• _Teks Dokumen_:
........
Daoed Joesoef lahir di Medan, Sumatera Utara, pada 8 Agustus 1926. Daoed dilahirkan dari pasangan Moehammad Joesoef dan Siti Jasiah asal Jeron Beteng, Yogyakarta.
Daoed menikah dengan Sri Sulastri dan dikaruniai anak Sri Sulaksmi Damayanti.
Daoed Joesoef memperoleh gelar sarjana ekonomi dari Fakultas Ekonomi Universitas Indonesia (1959). Ia kemudian mengabdi di almamaternya.
Ia kemudian melanjutkan pendidikan ke Prancis, untuk mengambil gelar Doctorat de l`Universite (doktor untuk ilmu hubungan internasional dan keuangan internasional) dan Doctorat d`Etat (doktor untuk ilmu ekonomi) di Universite Pluri-disciplinaire de Paris I, Pantheon-Sorbonne (1972) dengan beasiswa dari Ford Foundation.
........
• _Data Terkumpul_:
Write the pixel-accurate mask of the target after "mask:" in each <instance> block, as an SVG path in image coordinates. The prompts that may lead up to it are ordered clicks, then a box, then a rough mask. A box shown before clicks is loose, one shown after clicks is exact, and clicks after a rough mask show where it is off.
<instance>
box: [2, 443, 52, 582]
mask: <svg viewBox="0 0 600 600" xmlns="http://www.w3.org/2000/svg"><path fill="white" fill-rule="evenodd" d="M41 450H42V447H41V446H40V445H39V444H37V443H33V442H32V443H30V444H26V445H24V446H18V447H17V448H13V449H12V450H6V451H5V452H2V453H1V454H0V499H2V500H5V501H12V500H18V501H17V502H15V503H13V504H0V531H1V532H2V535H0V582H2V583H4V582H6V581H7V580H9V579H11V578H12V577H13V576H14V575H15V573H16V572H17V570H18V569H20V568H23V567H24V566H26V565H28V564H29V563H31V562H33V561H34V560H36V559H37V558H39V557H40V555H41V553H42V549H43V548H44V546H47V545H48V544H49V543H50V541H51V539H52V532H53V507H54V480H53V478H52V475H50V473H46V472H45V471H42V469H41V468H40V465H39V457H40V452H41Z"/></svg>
........
• _Petunjuk Kerja_:
1) Jawab pertanyaan berikut dengan singkat berdasarkan teks tentang Daoed Joesoef.
(a) Di kota mana Daoed Joesoef lahir?
(b) Siapa nama istri Daoed Joesoef?
(c) Dari mana beasiswa untuk pendidikannya di Prancis?
2) Ulangi persis bagian teks tentang Daoed Joesoef, mulai dari "Daoed menikah dengan" dan berakhir pada "mengabdi di almamaternya.".
3) Sambung teks tentang Daoed Joesoef mulai setelah kalimat terakhirnya.

• _Jawaban Latihan_:
1)
(a) Medan, Sumatera Utara
(b) Sri Sulastri
(c) Ford Foundation

2)
Daoed menikah dengan Sri Sulastri dan dikaruniai anak Sri Sulaksmi Damayanti.
Daoed Joesoef memperoleh gelar sarjana ekonomi dari Fakultas Ekonomi Universitas Indonesia (1959). Ia kemudian mengabdi di almamaternya.

3)
Pria yang menguasai bahasa Belanda, Inggris, Jerman, dan Prancis ini kerap mengadakan diskusi tentang ekonomi dan politik Indonesia saat menimba ilmu di Prancis.
Setelah kembali ke Indonesia, bersama dengan Ali Moertopo, Soejono Humardhani dan Harry Tjan Silalahi, wadah diskusinya tersebut menjadi wadah pemikir kebijakan publik yang saat ini dikenal dengan Centre for Strategic and International Studies (CSIS).
Pada 1978, ia ditunjuk Presiden Soeharto untuk menjabat sebagai Menteri Pendidikan dan Kebudayaan (Mendikbud).
Saat menjabat sebagai Mendikbud tersebut, Daoed mengeluarkan kebijakan yang kontroversial yakni Normalisasi Kehidupan Kampus/Badan Koordinasi Kemahasiswaan (NKK/BKK) yang dimaksudkan untuk membersihkan kampus dari kegiatan-kegiatan politik yang diatur dalam surat keputusan Menteri Nomor 0156/U/1978. Aturan itu, menghapuskan Dewan Mahasiswa di seluruh universitas yang ada di Tanah Air.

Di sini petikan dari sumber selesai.